Input for this task Start Marker

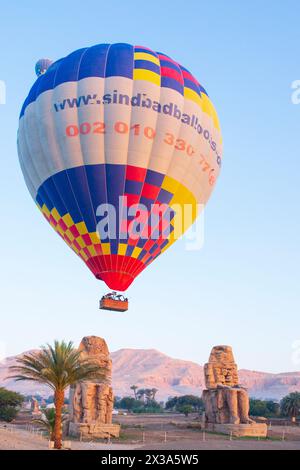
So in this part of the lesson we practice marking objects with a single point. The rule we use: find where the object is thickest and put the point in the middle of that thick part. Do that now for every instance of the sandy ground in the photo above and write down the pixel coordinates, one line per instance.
(24, 440)
(157, 432)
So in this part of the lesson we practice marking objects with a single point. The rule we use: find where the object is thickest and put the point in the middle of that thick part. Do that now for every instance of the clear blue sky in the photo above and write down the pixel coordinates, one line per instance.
(242, 288)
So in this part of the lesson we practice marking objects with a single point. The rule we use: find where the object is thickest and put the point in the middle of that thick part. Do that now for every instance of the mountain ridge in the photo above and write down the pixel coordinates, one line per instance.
(150, 368)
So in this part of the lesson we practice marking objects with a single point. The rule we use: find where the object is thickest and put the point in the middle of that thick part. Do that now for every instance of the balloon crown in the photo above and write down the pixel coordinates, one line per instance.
(42, 66)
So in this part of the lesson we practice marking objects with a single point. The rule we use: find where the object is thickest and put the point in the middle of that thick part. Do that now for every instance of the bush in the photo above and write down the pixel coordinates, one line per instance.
(9, 404)
(265, 408)
(185, 404)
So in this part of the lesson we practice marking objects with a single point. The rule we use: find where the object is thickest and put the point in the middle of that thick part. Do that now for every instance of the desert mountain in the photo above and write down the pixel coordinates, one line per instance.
(148, 368)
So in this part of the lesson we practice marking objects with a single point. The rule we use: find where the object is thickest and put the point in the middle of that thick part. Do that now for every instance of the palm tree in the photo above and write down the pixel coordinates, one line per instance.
(141, 394)
(290, 405)
(47, 421)
(148, 394)
(58, 366)
(134, 388)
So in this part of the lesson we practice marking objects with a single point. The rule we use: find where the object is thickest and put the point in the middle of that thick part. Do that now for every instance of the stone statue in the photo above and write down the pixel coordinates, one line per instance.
(35, 409)
(91, 403)
(226, 402)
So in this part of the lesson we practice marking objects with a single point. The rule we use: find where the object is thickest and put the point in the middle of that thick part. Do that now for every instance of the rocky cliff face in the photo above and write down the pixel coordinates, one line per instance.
(149, 368)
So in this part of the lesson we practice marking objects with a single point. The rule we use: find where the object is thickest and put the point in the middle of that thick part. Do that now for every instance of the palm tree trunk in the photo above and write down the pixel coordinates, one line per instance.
(59, 398)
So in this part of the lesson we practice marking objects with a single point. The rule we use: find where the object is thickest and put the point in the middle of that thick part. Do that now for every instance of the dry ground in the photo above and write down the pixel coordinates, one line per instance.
(154, 432)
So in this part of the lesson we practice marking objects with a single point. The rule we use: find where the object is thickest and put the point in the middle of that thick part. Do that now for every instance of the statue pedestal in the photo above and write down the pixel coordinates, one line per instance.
(94, 430)
(239, 430)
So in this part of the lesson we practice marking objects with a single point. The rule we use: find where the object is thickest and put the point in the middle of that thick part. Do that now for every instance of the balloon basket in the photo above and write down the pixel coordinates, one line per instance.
(114, 302)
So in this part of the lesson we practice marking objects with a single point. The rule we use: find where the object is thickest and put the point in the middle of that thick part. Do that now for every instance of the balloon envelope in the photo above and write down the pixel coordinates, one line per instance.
(42, 66)
(113, 126)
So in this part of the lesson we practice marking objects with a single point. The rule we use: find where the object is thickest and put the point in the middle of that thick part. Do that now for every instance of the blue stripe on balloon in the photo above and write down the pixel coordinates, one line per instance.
(80, 190)
(68, 70)
(189, 84)
(93, 62)
(169, 82)
(146, 64)
(120, 61)
(145, 51)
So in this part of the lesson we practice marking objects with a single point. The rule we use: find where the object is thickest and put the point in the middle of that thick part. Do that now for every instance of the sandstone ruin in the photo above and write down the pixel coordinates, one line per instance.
(91, 403)
(226, 401)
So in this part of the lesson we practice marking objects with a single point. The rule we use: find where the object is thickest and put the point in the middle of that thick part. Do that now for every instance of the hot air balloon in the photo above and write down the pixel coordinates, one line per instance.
(42, 66)
(118, 126)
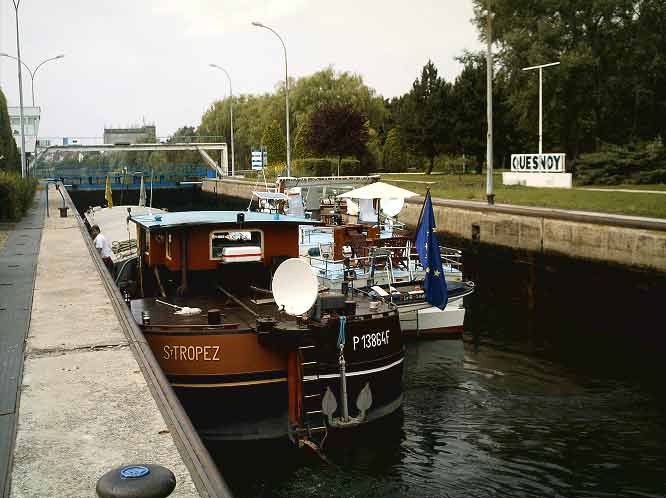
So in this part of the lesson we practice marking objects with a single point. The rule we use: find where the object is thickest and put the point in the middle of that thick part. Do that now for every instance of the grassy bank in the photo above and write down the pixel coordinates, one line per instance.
(16, 195)
(473, 187)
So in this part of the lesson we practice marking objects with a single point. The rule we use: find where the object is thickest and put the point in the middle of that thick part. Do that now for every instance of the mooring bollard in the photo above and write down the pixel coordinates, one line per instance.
(136, 481)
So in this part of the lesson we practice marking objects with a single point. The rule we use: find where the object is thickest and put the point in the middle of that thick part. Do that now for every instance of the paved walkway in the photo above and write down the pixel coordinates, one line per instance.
(18, 262)
(630, 190)
(85, 407)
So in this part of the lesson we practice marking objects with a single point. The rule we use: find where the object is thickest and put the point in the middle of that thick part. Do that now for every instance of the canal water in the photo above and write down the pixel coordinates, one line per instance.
(557, 389)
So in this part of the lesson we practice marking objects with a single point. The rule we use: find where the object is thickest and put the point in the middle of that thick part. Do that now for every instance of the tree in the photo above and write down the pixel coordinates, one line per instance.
(299, 150)
(328, 88)
(393, 156)
(275, 143)
(338, 130)
(424, 115)
(611, 84)
(9, 154)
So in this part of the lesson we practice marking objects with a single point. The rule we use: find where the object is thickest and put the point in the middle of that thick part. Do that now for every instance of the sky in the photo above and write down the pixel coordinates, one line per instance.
(133, 61)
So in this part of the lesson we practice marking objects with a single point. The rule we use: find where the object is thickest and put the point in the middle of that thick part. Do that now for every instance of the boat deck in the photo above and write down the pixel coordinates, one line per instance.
(234, 316)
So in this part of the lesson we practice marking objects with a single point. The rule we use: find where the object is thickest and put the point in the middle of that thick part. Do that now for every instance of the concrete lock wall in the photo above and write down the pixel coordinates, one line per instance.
(231, 188)
(575, 235)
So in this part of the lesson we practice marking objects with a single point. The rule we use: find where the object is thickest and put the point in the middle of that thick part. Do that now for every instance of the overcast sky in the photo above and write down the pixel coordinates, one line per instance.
(132, 60)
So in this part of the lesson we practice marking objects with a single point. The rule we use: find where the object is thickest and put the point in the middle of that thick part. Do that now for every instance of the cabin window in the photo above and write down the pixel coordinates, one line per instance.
(169, 246)
(221, 243)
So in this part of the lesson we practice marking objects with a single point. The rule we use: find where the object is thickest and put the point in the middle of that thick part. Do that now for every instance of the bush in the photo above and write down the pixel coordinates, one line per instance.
(638, 163)
(16, 195)
(325, 167)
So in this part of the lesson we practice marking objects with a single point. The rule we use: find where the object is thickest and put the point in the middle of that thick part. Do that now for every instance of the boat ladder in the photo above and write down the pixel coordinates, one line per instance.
(313, 421)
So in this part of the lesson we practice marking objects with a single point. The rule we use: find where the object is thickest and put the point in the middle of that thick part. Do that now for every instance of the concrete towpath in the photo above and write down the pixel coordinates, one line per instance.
(83, 404)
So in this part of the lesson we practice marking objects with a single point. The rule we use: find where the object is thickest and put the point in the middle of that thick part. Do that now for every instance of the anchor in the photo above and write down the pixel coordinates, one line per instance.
(329, 404)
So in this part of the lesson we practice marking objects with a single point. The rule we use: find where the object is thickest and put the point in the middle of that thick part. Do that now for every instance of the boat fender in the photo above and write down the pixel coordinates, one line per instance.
(328, 405)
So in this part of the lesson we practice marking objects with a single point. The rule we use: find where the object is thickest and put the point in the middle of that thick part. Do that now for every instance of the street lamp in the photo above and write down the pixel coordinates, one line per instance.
(540, 68)
(32, 73)
(490, 195)
(286, 88)
(231, 112)
(24, 168)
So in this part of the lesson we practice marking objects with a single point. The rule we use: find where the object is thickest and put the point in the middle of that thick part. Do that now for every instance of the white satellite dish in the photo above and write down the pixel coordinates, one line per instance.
(392, 207)
(295, 286)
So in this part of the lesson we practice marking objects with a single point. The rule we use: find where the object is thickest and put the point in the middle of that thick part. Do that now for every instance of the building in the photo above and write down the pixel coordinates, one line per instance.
(127, 136)
(31, 117)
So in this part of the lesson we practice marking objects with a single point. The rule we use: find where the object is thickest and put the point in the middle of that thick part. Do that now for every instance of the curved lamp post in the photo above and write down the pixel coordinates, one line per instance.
(231, 112)
(32, 73)
(540, 68)
(286, 87)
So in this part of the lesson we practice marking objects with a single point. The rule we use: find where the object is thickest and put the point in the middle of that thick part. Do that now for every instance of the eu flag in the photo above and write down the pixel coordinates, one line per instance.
(427, 247)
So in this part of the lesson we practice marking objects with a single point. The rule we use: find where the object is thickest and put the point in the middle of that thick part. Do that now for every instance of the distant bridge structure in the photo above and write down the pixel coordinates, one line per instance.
(221, 168)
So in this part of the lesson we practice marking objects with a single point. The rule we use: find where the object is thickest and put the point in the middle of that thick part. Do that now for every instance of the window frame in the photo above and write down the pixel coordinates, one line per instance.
(213, 232)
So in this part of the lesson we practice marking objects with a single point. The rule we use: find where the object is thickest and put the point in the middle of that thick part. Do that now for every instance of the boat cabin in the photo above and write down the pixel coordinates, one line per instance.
(185, 252)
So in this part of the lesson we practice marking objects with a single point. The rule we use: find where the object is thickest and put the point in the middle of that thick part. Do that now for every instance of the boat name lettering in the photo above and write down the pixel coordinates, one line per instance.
(368, 341)
(191, 353)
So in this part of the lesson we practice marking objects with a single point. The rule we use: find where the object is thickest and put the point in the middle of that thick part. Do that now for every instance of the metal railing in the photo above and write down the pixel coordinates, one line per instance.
(384, 259)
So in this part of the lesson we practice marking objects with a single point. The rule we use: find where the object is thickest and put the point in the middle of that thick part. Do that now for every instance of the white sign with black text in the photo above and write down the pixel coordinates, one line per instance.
(538, 163)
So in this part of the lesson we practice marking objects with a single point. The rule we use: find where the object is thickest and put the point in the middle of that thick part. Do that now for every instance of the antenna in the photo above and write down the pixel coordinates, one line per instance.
(295, 287)
(392, 207)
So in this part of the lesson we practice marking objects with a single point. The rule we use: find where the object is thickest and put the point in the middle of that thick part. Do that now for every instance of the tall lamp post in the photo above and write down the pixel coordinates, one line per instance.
(231, 112)
(24, 168)
(540, 68)
(32, 73)
(490, 196)
(286, 87)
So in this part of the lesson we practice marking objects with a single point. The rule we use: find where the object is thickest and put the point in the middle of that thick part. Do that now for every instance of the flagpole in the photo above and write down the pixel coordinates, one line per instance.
(423, 207)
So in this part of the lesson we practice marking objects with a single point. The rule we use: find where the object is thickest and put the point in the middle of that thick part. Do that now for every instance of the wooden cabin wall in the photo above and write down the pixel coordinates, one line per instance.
(280, 240)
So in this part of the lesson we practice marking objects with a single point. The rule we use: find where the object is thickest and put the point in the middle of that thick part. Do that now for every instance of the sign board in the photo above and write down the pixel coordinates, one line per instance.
(259, 158)
(538, 163)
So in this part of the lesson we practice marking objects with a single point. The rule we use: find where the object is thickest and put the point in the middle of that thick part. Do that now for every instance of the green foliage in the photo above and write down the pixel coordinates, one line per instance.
(473, 187)
(338, 129)
(393, 153)
(611, 84)
(312, 167)
(328, 88)
(299, 150)
(424, 114)
(615, 165)
(326, 167)
(275, 143)
(16, 195)
(9, 154)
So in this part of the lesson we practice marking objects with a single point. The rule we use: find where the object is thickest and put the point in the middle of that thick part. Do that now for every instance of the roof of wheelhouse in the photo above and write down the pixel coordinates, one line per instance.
(194, 218)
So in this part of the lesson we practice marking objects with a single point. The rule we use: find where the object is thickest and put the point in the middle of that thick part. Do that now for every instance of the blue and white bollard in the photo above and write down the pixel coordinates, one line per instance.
(136, 481)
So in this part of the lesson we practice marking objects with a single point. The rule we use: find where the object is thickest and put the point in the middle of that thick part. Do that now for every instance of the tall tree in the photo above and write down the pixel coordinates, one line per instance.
(424, 115)
(9, 155)
(610, 84)
(338, 130)
(299, 150)
(275, 143)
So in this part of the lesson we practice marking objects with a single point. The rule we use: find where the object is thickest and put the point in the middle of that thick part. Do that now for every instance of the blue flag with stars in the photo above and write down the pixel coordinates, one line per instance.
(427, 247)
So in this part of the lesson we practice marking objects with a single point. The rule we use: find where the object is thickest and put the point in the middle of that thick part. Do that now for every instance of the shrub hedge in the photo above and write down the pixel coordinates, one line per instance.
(16, 195)
(326, 167)
(632, 164)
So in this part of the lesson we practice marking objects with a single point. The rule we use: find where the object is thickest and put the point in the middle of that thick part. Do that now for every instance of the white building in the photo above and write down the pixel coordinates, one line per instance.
(30, 125)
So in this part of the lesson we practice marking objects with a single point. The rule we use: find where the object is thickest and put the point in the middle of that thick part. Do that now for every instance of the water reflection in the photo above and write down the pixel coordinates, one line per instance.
(478, 422)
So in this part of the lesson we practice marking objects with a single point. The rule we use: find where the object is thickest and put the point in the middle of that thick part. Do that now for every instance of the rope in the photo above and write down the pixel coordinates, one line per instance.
(341, 333)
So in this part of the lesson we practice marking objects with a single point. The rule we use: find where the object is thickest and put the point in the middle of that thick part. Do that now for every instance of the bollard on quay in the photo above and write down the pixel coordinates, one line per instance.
(136, 481)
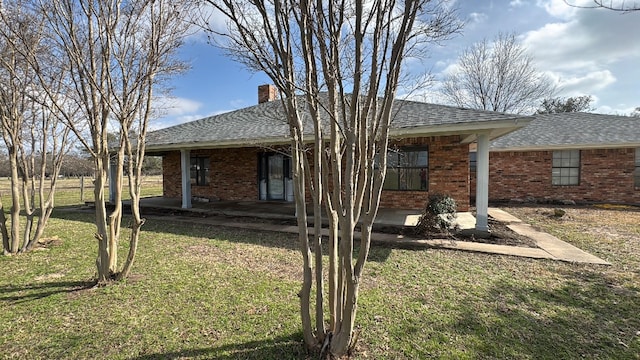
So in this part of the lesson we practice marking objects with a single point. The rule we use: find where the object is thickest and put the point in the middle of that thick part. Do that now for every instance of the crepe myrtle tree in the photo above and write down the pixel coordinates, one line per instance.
(35, 139)
(117, 55)
(337, 66)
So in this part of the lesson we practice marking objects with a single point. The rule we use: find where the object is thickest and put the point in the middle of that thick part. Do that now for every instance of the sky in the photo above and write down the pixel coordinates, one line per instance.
(584, 51)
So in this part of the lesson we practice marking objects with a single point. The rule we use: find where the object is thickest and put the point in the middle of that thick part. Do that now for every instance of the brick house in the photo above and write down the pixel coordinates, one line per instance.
(230, 156)
(579, 157)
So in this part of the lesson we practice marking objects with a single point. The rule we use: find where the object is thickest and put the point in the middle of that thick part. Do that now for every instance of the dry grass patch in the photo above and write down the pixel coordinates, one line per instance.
(261, 260)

Input for this task End Marker

- [Instructions to follow]
Start at the line that contains "of the rope" and retype every line through the end of the entries above, both ends included. Exclude all pictures.

- [Task answer]
So in this part of the lesson we practice marking objects with a single point. The rule we use: find where the object is thickest and put the point in the middle of that thick part. Do that now for every instance of the rope in the photo above and write down the pixel coordinates, one line per instance.
(341, 333)
So in this part of the lesson we practice marking objects with a single point. The rule we use: find where the object is thickest and put the point in the middle of that thick part. Do that now for every instance of the bollard on quay in the photo above and write down the pixel coordinates, one line per instance.
(136, 481)
So in this part of the lesson we practice marking objects with a single point. The rule we use: find where the object is thickest and put the point in the middle of that thick part. Do that now for every instance of the crepe myrtle tree in the photo above and write down the pixel coordinates, one line per instance.
(35, 139)
(117, 55)
(337, 66)
So in this part of the lesson we practice marking objects with a single point. The rule we use: find where the object is thickest and put the point in the middle of that thick part. Do that now for every instance of the sky in the photo above and write down the pixel coordinates, one line per instance.
(584, 51)
So in this part of the lesson we practice marking objects with a single point. The rule we use: find where the object is thickest and put the point in the middle of that thick part. Do that now for every instance of the brick house in the photo above and write down the pixel coordinates, one line per instance.
(230, 156)
(579, 157)
So in this part of the lesson we practice marking objects with a single point. The rule we use: find where the object is thickest and put the point in the middle of that thick part. Do that now for every instance of the dry grass patch in the photo above and write down the pixel coordinates, one line per instance.
(261, 260)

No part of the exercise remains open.